* **TEXTO CITADO**:
################

Agradeci a Deus por Deni ter tido o cuidado de mandar encadernar, ano a ano, a história de Linhares ao longo desses 47 anos, e torço para que um dia todos os exemplares sejam digitalizados, evitando a inexorável ação do tempo sobre o papel jornal, o que seria imensamente lamentável.

Voltando à edição de 26 de julho de 1970, é possível saber que o estádio Guilherme Augusto Carvalho estava lotado, que a renda somou Cr$500,00 (quinhetos cruzeiros), que os destaques foram Lourdinha Durão e Selma(??), a primeira por ter feito quatro gols e a segunda pelas “defesas elogiosas”, além da seguinte nota: ”O time do América estava um pouco cansado, segundo declarou uma das jogadoras “perdemos para dar colher -de- chá!” KKKK.....

################

* **DADOS REGISTRADOS**:
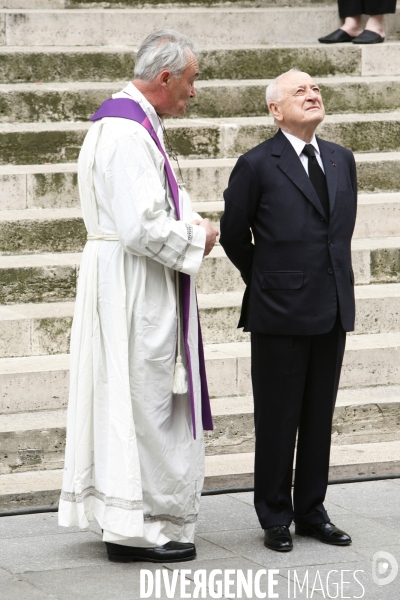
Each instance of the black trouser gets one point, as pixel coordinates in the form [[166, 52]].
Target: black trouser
[[350, 8], [295, 383]]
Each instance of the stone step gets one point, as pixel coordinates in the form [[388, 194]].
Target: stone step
[[378, 311], [39, 278], [42, 488], [41, 382], [54, 102], [35, 329], [33, 143], [378, 215], [98, 63], [42, 329], [375, 260], [111, 27], [68, 4], [228, 25], [56, 185], [354, 460], [36, 440], [40, 230], [372, 359]]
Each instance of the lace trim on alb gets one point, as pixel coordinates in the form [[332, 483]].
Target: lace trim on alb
[[108, 500], [174, 520], [179, 262], [157, 254]]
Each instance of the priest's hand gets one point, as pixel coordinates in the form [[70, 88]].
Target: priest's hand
[[211, 234]]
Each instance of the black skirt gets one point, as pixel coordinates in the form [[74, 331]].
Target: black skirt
[[350, 8]]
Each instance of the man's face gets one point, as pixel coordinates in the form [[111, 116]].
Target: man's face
[[178, 90], [301, 103]]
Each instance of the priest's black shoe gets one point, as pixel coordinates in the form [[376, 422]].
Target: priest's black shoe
[[170, 552], [327, 533], [278, 538], [336, 37]]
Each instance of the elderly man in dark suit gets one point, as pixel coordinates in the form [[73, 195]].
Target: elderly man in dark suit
[[290, 211]]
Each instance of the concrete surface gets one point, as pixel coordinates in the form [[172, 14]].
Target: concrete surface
[[41, 561]]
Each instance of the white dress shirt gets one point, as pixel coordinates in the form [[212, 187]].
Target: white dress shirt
[[299, 144]]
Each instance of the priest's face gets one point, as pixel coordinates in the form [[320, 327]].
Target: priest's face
[[178, 90]]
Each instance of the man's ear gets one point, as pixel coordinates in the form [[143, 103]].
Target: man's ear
[[275, 111], [164, 77]]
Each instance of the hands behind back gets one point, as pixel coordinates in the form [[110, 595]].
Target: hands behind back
[[211, 234]]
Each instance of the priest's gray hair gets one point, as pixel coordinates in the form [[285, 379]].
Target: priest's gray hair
[[273, 92], [164, 49]]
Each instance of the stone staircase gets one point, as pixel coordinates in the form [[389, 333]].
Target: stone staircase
[[59, 59]]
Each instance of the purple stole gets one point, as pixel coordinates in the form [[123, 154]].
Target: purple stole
[[129, 109]]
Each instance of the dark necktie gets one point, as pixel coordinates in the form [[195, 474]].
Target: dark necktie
[[317, 177]]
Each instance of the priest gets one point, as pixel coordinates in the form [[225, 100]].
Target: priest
[[138, 399]]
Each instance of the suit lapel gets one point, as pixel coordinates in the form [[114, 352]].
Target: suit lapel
[[291, 165], [331, 173]]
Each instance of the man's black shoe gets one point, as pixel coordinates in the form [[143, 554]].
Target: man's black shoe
[[368, 37], [278, 538], [327, 533], [336, 37], [170, 552]]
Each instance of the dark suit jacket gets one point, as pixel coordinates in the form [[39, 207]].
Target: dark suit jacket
[[298, 268]]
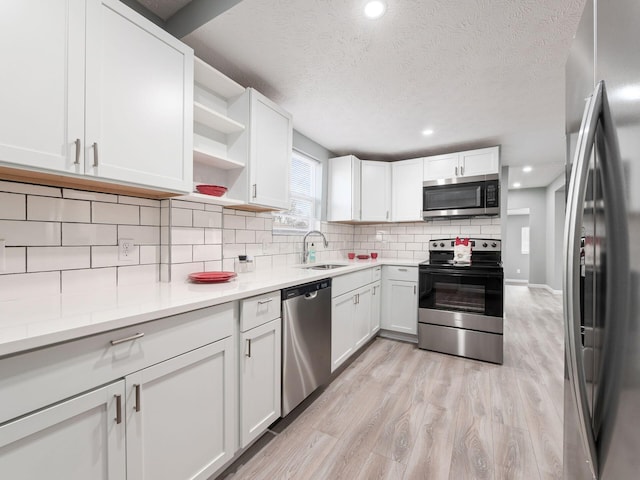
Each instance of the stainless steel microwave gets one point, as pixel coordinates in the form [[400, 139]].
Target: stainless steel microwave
[[461, 197]]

################

* **TAREFA PROPOSTA**: Retome o relato sobre a edição de 26 de julho de 1970 e continue-o a partir da última frase apresentada.

* **RESPOSTA**:
Embora esse tipo de fala acima seja a minha cara, acho que não fui eu quem disse essa coisa hilária que entrou para a história. De qualquer forma, adorei ter assistido ao desfile de memórias que voltaram às minhas retinas e ao meu coração.

Sendo muito honesta, embora não seja nobre, confesso que eu bem que me lembrei de que eu e o estádio do América estamos de pé, que o time do Industrial não mais existe, e que o local onde eu chorei naquela tarde, deve ser, hoje, o restaurante do Hipermercado Casagrande.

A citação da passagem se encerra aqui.